Data records
++++++++++++++++++++

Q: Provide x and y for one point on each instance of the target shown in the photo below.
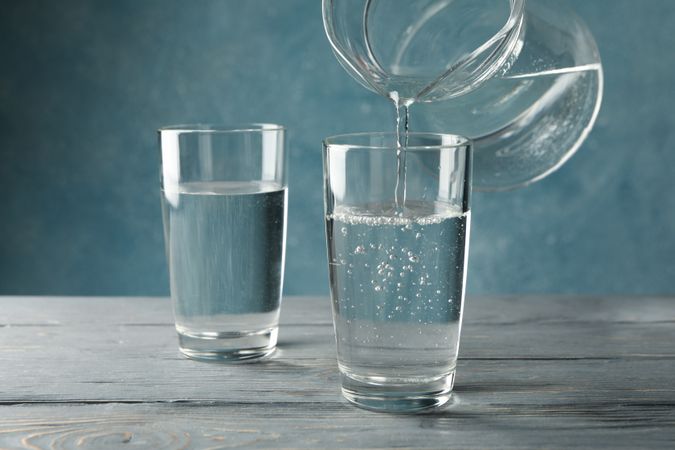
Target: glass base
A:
(398, 398)
(228, 346)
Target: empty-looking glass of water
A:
(224, 206)
(521, 78)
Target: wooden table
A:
(534, 372)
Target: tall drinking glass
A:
(397, 264)
(224, 208)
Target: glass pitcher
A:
(522, 78)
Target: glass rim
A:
(339, 141)
(220, 128)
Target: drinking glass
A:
(397, 268)
(224, 209)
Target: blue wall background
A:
(83, 86)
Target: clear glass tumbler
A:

++++++++++++++++++++

What you should do:
Lines from the one containing "Target: blue wall background" to the end of the data are to be printed exactly, including the first and last.

Final answer:
Target: blue wall background
A:
(83, 86)
Target: clear glass tumbler
A:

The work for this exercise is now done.